Exercise requirements –
Can you copy out all the items below with "crosswalk" replaced by "pedestrian crossing" and nothing else changed?

++++

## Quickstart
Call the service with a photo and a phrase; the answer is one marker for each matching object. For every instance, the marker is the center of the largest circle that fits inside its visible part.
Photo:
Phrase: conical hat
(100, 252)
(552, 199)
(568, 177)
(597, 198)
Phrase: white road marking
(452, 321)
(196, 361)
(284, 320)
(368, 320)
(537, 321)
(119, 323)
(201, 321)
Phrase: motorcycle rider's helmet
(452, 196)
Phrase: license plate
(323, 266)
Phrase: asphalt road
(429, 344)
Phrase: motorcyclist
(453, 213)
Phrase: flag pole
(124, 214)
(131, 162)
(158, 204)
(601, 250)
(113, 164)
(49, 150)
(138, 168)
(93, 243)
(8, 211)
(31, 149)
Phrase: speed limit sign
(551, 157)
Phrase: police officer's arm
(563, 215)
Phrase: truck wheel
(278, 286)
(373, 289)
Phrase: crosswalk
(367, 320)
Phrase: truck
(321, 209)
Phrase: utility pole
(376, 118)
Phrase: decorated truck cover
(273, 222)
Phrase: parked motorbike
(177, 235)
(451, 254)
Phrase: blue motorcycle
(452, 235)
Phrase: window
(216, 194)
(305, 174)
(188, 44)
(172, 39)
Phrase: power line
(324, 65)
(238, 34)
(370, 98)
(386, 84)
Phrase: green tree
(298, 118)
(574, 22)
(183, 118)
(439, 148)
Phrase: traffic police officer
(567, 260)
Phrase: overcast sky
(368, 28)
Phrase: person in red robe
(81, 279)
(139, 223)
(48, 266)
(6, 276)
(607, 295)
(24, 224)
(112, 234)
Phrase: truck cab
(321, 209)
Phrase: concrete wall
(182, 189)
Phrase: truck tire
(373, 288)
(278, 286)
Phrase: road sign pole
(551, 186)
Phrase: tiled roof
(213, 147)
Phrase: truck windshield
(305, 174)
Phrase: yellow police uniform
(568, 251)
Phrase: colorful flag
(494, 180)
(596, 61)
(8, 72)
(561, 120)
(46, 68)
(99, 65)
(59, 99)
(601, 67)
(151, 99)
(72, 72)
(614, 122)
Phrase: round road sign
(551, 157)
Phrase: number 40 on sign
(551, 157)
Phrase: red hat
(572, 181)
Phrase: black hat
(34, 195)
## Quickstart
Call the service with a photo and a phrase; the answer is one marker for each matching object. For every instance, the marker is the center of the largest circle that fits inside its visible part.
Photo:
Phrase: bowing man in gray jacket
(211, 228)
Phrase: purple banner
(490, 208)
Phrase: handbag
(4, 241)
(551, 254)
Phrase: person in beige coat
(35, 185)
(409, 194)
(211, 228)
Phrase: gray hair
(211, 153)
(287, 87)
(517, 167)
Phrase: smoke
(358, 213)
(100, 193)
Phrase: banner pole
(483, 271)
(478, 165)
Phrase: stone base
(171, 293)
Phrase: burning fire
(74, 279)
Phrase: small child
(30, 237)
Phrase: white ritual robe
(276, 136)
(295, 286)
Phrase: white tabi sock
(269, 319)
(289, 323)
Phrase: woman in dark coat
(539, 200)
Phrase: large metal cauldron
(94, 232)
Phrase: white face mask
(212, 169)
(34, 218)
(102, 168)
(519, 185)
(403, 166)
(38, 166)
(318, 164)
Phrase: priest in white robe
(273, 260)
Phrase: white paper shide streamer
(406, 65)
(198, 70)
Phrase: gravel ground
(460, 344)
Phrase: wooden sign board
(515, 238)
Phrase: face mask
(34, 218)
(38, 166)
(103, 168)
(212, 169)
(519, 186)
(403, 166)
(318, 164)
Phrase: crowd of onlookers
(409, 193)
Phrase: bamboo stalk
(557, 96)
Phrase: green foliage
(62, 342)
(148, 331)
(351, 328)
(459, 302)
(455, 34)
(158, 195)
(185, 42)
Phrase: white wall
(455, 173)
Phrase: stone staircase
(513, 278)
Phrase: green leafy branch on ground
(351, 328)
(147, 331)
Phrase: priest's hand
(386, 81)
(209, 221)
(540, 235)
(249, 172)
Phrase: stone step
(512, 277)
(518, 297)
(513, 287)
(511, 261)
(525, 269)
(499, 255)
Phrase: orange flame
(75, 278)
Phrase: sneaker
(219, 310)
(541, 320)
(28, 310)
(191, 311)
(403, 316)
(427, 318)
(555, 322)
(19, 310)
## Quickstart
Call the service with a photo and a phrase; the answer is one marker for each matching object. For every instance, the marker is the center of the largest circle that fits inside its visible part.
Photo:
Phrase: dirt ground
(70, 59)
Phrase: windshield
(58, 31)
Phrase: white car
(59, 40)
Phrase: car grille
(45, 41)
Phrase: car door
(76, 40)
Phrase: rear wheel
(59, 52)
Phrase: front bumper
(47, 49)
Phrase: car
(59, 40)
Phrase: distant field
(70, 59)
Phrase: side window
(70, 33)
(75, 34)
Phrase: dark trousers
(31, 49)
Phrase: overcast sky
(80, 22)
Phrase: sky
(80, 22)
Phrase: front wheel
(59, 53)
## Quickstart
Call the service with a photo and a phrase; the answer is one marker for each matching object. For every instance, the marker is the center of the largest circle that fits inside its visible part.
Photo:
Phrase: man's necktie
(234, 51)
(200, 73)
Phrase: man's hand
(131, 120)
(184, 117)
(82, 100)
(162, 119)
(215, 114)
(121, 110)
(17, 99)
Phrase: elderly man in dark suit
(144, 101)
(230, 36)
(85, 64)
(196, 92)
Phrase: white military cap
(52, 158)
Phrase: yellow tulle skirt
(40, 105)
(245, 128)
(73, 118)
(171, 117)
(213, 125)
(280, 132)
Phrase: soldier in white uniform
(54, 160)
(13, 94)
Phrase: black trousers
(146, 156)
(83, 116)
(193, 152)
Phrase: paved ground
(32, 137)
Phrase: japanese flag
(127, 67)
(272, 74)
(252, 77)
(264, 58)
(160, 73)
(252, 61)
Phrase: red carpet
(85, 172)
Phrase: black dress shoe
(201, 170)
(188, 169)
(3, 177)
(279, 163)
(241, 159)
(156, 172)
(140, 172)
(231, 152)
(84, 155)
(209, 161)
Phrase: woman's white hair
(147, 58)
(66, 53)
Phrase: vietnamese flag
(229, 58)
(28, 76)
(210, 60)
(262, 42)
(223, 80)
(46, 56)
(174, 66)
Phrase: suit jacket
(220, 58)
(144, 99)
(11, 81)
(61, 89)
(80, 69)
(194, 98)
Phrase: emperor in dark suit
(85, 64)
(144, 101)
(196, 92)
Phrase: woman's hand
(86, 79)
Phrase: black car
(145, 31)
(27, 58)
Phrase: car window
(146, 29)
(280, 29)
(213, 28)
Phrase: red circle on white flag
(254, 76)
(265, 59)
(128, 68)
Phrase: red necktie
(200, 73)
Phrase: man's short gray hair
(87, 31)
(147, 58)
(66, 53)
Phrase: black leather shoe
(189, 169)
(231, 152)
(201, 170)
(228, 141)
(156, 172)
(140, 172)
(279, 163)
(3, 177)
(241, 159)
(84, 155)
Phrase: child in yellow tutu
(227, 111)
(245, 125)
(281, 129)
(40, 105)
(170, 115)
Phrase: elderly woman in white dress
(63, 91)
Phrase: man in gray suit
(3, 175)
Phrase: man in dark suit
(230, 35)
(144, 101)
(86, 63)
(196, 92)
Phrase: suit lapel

++++

Written response –
## Quickstart
Call the service with a photo and a phrase; the answer is one marker for each matching object. For every instance, the marker is the center of the largest circle that fits inside its visible part.
Photo:
Phrase: conical hat
(100, 252)
(552, 199)
(568, 177)
(597, 198)
Phrase: white road marking
(452, 321)
(196, 361)
(284, 320)
(368, 320)
(537, 321)
(119, 323)
(201, 321)
Phrase: motorcycle rider's helmet
(452, 196)
Phrase: license plate
(323, 266)
Phrase: asphalt road
(429, 344)
Phrase: motorcyclist
(453, 213)
Phrase: flag pole
(124, 214)
(131, 162)
(158, 204)
(601, 250)
(113, 164)
(49, 150)
(138, 168)
(93, 243)
(8, 211)
(31, 149)
Phrase: speed limit sign
(551, 157)
Phrase: police officer's arm
(563, 215)
Phrase: truck wheel
(278, 286)
(373, 289)
Phrase: pedestrian crossing
(367, 320)
Phrase: truck
(321, 209)
Phrase: utility pole
(376, 118)
Phrase: decorated truck cover
(273, 222)
Phrase: parked motorbike
(177, 235)
(451, 254)
Phrase: blue motorcycle
(452, 235)
Phrase: window
(216, 194)
(305, 174)
(188, 44)
(172, 39)
Phrase: power line
(324, 65)
(238, 34)
(370, 98)
(386, 84)
Phrase: green tree
(298, 118)
(574, 22)
(183, 118)
(439, 148)
Phrase: traffic police officer
(567, 260)
Phrase: overcast sky
(368, 28)
Phrase: person in red robe
(81, 279)
(139, 223)
(48, 266)
(6, 276)
(607, 295)
(24, 224)
(112, 234)
Phrase: truck cab
(321, 209)
Phrase: concrete wall
(182, 189)
Phrase: truck tire
(373, 288)
(278, 286)
Phrase: road sign pole
(551, 186)
Phrase: tiled roof
(213, 147)
Phrase: truck windshield
(305, 174)
Phrase: yellow police uniform
(568, 251)
Phrase: colorful flag
(494, 180)
(596, 61)
(8, 72)
(561, 120)
(46, 68)
(99, 65)
(59, 99)
(601, 67)
(151, 99)
(72, 72)
(614, 122)
Phrase: round road sign
(551, 157)
Phrase: number 40 on sign
(551, 157)
Phrase: red hat
(572, 181)
Phrase: black hat
(34, 195)
## Quickstart
Call the service with a photo and a phrase; the answer is one marker for each matching object. For every instance, the marker is the center of the largest circle that fits inside its visible part.
Photo:
Phrase: bowing man in gray jacket
(211, 228)
Phrase: purple banner
(490, 208)
Phrase: handbag
(4, 241)
(551, 254)
Phrase: person in beige coat
(35, 185)
(409, 194)
(211, 228)
Phrase: gray hair
(211, 153)
(287, 87)
(517, 167)
Phrase: smoke
(358, 213)
(100, 193)
Phrase: banner pole
(483, 271)
(478, 165)
Phrase: stone base
(171, 293)
Phrase: burning fire
(74, 279)
Phrase: small child
(30, 237)
Phrase: white ritual robe
(276, 136)
(295, 286)
Phrase: white tabi sock
(269, 319)
(289, 323)
Phrase: woman in dark coat
(539, 200)
Phrase: large metal cauldron
(94, 232)
Phrase: white face mask
(212, 169)
(34, 218)
(102, 168)
(519, 185)
(403, 166)
(38, 166)
(318, 164)
Phrase: priest in white robe
(273, 260)
Phrase: white paper shide streamer
(406, 65)
(198, 70)
Phrase: gravel ground
(460, 344)
Phrase: wooden sign board
(515, 238)
Phrase: face mask
(34, 218)
(38, 166)
(103, 168)
(212, 169)
(519, 186)
(403, 166)
(318, 164)
Phrase: crowd of onlookers
(409, 193)
Phrase: bamboo stalk
(557, 96)
Phrase: green foliage
(62, 342)
(148, 331)
(351, 328)
(459, 302)
(455, 34)
(158, 195)
(185, 42)
Phrase: white wall
(455, 173)
Phrase: stone staircase
(513, 278)
Phrase: green leafy branch on ground
(351, 328)
(147, 331)
Phrase: priest's hand
(386, 81)
(209, 221)
(540, 235)
(249, 172)
Phrase: stone step
(512, 277)
(518, 297)
(513, 287)
(511, 261)
(525, 269)
(499, 255)
Phrase: orange flame
(75, 278)
Phrase: sneaker
(219, 310)
(541, 320)
(28, 310)
(191, 311)
(403, 316)
(427, 318)
(555, 322)
(19, 310)
## Quickstart
Call the service with a photo and a phrase; the answer is one marker for each matching object. For every instance, the marker is the center of the largest circle that fits inside its visible part.
Photo:
Phrase: dirt ground
(70, 59)
Phrase: windshield
(58, 31)
Phrase: white car
(59, 40)
Phrase: car grille
(45, 41)
Phrase: car door
(76, 40)
Phrase: rear wheel
(59, 52)
Phrase: front bumper
(47, 49)
Phrase: car
(59, 40)
Phrase: distant field
(70, 59)
Phrase: side window
(70, 33)
(75, 34)
Phrase: dark trousers
(31, 49)
Phrase: overcast sky
(80, 22)
Phrase: sky
(80, 22)
Phrase: front wheel
(59, 53)
## Quickstart
Call the service with a photo and a phrase; the answer is one marker for each matching object. For every instance, the marker is the center of the largest circle that fits inside its visible part.
Photo:
Phrase: man's necktie
(234, 51)
(200, 73)
Phrase: man's hand
(131, 120)
(184, 117)
(82, 100)
(162, 119)
(215, 114)
(121, 110)
(17, 99)
Phrase: elderly man in dark suit
(144, 101)
(230, 36)
(85, 64)
(196, 92)
Phrase: white military cap
(52, 158)
Phrase: yellow tulle skirt
(40, 105)
(245, 128)
(73, 118)
(171, 117)
(213, 125)
(280, 132)
Phrase: soldier in white uniform
(54, 160)
(13, 94)
Phrase: black trousers
(146, 156)
(83, 116)
(193, 152)
Phrase: paved ground
(32, 137)
Phrase: japanese flag
(127, 67)
(272, 74)
(252, 77)
(264, 58)
(160, 73)
(252, 61)
Phrase: red carpet
(85, 172)
Phrase: black dress shoe
(201, 170)
(188, 169)
(3, 177)
(279, 163)
(241, 159)
(156, 172)
(140, 172)
(231, 152)
(84, 155)
(209, 161)
Phrase: woman's white hair
(147, 58)
(66, 53)
Phrase: vietnamese flag
(229, 58)
(28, 76)
(210, 60)
(262, 42)
(223, 80)
(46, 56)
(174, 66)
Phrase: suit jacket
(220, 58)
(144, 99)
(11, 81)
(61, 89)
(80, 69)
(194, 98)
Phrase: emperor in dark suit
(85, 64)
(144, 101)
(196, 92)
Phrase: woman's hand
(86, 79)
Phrase: black car
(145, 31)
(27, 58)
Phrase: car window
(146, 29)
(280, 29)
(213, 28)
Phrase: red circle on white flag
(254, 76)
(265, 59)
(128, 68)
Phrase: red necktie
(200, 73)
Phrase: man's short gray hair
(87, 31)
(147, 58)
(66, 53)
Phrase: black leather shoe
(189, 169)
(231, 152)
(201, 170)
(228, 141)
(156, 172)
(140, 172)
(279, 163)
(3, 177)
(241, 159)
(84, 155)
Phrase: child in yellow tutu
(227, 111)
(245, 125)
(281, 129)
(40, 105)
(170, 115)
Phrase: elderly woman in white dress
(63, 91)
Phrase: man in gray suit
(3, 175)
Phrase: man in dark suit
(230, 35)
(144, 101)
(86, 63)
(196, 92)
Phrase: suit lapel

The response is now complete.